What the task asks ->
Express the lines in the entries below, from the line containing "Reviewer note: make sure each instance of the skin" through the line containing "[(248, 78)]", as a JSON list of strings with one string per line, omitting blank lines.

Data extract ->

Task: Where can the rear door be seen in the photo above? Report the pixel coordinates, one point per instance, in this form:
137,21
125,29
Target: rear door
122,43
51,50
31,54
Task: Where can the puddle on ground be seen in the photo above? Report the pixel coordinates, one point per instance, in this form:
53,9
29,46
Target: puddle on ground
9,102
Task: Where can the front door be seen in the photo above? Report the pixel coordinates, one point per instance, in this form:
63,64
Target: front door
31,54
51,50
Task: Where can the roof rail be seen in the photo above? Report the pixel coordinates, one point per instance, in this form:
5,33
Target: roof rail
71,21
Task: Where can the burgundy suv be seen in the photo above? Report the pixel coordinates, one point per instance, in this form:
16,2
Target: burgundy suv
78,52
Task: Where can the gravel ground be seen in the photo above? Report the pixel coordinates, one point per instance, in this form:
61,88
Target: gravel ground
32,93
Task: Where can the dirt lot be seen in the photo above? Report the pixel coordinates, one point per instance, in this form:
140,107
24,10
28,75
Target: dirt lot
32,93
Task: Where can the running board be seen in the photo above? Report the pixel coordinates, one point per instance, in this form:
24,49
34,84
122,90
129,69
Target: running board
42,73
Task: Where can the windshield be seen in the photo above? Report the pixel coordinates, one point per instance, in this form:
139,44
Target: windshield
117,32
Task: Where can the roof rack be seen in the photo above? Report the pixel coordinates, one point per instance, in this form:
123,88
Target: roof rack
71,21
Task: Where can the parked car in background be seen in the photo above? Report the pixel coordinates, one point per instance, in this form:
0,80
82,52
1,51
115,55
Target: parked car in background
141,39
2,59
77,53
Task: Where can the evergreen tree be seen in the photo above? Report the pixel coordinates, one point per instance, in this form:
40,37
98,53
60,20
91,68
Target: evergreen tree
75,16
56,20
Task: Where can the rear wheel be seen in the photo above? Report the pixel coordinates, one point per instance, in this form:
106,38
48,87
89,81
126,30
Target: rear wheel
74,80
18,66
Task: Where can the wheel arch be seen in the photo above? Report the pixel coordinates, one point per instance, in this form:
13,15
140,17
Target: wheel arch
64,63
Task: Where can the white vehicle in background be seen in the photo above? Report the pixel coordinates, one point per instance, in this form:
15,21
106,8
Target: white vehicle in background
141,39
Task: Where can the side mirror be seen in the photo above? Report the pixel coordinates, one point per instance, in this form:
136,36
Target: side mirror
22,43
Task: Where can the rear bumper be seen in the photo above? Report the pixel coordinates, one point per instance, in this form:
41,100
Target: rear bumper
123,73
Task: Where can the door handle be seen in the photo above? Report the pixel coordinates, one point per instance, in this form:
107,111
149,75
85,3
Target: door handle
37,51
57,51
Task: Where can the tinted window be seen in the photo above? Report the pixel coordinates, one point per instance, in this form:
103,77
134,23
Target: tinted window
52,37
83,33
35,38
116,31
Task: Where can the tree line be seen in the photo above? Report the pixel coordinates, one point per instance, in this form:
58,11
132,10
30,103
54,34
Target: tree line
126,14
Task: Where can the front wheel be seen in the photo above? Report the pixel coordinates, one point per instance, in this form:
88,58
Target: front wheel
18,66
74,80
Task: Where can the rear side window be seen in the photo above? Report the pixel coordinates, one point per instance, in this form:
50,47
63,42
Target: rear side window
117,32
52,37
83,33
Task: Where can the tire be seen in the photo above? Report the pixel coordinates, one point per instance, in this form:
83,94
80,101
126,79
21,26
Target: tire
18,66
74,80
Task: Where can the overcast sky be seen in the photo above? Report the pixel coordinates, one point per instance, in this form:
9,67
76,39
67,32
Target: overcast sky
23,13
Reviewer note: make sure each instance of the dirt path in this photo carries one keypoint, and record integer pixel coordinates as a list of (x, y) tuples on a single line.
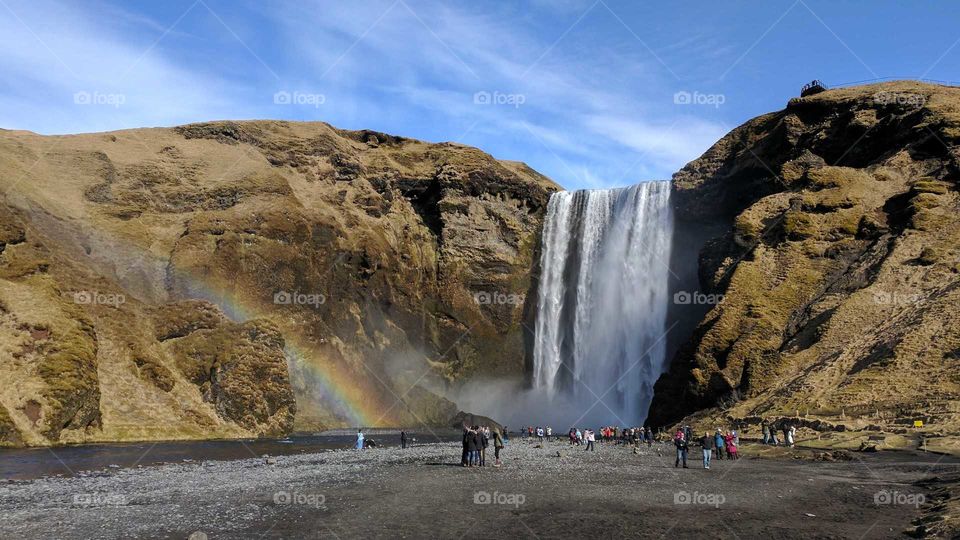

---

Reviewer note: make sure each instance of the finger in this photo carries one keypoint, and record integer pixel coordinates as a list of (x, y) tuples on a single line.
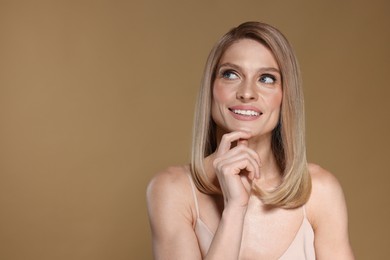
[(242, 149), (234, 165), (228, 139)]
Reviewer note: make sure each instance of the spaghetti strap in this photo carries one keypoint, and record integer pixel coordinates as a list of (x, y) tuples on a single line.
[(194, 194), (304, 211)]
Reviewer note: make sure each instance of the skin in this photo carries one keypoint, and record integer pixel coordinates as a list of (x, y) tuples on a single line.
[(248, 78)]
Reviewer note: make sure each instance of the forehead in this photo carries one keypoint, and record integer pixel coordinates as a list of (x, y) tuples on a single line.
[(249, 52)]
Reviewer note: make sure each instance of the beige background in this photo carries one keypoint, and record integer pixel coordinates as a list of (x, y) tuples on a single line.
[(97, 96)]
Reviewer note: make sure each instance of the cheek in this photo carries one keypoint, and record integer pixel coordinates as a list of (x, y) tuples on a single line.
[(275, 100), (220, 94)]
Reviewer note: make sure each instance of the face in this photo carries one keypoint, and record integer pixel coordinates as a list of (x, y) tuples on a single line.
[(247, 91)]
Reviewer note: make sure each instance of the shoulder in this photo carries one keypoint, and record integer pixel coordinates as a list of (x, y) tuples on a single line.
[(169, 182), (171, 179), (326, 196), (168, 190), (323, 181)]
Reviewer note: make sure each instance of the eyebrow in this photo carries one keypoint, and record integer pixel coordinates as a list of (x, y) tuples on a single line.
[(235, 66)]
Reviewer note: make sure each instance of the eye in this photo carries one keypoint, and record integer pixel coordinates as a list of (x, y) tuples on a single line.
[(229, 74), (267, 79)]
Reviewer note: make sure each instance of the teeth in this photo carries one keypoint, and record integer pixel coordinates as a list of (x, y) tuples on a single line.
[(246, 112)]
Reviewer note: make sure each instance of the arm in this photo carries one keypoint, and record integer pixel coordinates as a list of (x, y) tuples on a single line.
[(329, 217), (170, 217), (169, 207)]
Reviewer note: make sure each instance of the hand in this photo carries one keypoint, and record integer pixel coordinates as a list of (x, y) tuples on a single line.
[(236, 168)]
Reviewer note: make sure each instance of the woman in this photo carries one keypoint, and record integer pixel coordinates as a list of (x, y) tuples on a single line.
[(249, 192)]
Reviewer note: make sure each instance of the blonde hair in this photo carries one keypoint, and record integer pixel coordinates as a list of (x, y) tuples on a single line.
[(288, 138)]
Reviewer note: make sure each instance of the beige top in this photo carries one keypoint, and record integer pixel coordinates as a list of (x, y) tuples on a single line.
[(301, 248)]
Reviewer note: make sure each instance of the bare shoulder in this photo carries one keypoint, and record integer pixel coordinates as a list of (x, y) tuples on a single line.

Finished exercise ->
[
  "Reviewer note: make sure each instance of the skin in this photo carries one keypoint, and record integer pixel coordinates as a list of (x, y) tuples on a single line.",
  "[(248, 78)]"
]